文档节选>
-=-=-
快速认识-使用 Prometheus-EverNote同步_vector cannot contain metrics with the same labels-CSDN博客

本文链接：https://blog.csdn.net/KHZ_222/article/details/130670773

文章深入探讨了Prometheus监控系统，解释了它如何与Micrometer、SpringActuator集成，以及Counter、Gauge、Histogram和Summary等不同类型的指标。文章还讨论了Prometheus的数据处理，包括counter重置和外推法，以及告警规则的编写。此外，还提到了服务发现机制、信号处理中的香农采样定理，以及如何避免向量中出现相同labelset的错误。

摘要生成于 C知道，由 DeepSeek-R1 满血版支持，前往体验 >

背景

Prometheus监控是一概不懂啊，只知道它是个采集监控数据的，PromSQL不会写，弊端不知道，能干什么，不能干什么，这个远远不能满足当前需要。
先从几个疑问开始：

疑问1

actuator中，暴露的metrics和Prometheus是什么关系？
MicroMeter是什么，和Prometheus是什么关系？
-=-=-
记录摘录>
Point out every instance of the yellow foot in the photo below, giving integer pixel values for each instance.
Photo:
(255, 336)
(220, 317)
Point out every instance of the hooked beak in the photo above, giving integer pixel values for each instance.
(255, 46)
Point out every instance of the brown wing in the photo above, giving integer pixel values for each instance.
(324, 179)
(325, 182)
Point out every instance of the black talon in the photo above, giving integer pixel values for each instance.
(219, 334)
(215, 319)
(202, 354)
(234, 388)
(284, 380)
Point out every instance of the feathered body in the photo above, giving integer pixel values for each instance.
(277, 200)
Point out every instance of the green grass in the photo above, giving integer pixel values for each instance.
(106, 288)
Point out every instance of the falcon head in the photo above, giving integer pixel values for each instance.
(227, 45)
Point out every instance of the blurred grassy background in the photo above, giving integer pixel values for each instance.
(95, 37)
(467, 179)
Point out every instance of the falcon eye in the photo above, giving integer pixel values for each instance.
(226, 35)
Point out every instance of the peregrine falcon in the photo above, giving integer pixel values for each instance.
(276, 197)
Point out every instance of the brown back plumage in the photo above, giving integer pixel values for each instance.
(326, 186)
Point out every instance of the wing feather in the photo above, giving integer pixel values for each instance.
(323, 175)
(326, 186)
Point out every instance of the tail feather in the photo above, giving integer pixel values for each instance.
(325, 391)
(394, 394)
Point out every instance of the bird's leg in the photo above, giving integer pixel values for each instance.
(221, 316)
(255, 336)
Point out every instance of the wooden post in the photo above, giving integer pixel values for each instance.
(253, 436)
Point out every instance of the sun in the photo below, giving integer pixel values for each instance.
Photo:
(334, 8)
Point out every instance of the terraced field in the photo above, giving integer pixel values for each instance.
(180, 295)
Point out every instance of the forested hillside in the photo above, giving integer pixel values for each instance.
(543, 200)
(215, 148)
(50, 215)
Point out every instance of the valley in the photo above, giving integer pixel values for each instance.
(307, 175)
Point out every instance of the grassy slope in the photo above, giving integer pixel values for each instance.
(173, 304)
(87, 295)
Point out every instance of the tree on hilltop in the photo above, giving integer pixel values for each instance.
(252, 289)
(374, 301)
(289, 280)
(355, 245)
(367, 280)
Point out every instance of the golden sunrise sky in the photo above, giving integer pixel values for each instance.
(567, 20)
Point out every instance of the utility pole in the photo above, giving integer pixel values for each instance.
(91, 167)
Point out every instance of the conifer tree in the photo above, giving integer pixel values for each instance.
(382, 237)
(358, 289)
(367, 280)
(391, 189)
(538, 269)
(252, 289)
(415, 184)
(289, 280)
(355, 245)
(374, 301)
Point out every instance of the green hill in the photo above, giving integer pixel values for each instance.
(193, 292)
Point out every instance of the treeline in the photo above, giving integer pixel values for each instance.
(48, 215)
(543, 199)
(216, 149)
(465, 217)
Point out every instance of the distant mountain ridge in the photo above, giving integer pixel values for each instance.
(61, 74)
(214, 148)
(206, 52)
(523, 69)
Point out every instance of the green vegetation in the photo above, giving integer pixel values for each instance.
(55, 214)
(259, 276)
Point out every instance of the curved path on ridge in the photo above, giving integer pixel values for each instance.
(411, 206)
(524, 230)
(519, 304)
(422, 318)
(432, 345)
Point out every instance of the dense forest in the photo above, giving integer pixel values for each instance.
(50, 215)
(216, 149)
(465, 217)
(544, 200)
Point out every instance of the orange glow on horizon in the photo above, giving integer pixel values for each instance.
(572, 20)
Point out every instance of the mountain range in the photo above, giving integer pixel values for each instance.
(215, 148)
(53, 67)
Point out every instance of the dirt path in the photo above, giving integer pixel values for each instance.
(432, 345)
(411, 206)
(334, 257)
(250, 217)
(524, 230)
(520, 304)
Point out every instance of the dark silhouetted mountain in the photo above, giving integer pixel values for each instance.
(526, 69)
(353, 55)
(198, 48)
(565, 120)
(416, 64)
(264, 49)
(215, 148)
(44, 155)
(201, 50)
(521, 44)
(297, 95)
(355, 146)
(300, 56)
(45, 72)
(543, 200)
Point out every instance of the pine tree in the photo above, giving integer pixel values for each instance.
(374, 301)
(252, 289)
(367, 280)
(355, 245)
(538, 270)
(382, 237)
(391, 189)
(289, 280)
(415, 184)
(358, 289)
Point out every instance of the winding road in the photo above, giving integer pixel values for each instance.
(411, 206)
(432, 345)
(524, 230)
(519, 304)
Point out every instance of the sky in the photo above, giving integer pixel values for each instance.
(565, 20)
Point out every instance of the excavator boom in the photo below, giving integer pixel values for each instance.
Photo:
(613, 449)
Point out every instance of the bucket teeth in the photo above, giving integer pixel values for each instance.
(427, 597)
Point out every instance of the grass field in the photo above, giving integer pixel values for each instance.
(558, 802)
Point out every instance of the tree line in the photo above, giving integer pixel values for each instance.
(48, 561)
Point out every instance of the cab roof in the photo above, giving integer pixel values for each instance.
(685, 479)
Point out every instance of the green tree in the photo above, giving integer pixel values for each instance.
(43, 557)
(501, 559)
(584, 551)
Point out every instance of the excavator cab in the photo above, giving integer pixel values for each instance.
-=-=-
练习题目 1>
这篇关于Prometheus的文章中，作者为什么认为自己需要进一步了解Prometheus？请用一到三句话说明。
练习题目 2>
文档节选的摘要列出了哪几种不同类型的指标？
练习题目 3>
判断以下说法是否与这篇关于Prometheus的文章相符，每项回答"是"或"否"，并原样引用起决定作用的文字：(a) 作者已经会写PromSQL。(b) 摘要提到了信号处理中的香农采样定理。(c) 疑问1中有一问涉及MicroMeter与Prometheus的关系。

书面回答 1>
作者对Prometheus监控几乎一无所知，只知道它是采集监控数据的。作者不会写PromSQL，也不清楚它的弊端以及能做什么、不能做什么，这远远不能满足当前需要。

书面回答 2>
Counter、Gauge、Histogram和Summary。

书面回答 3>
(a) 否。"PromSQL不会写"
(b) 是。"信号处理中的香农采样定理"
(c) 是。"MicroMeter是什么，和Prometheus是什么关系？"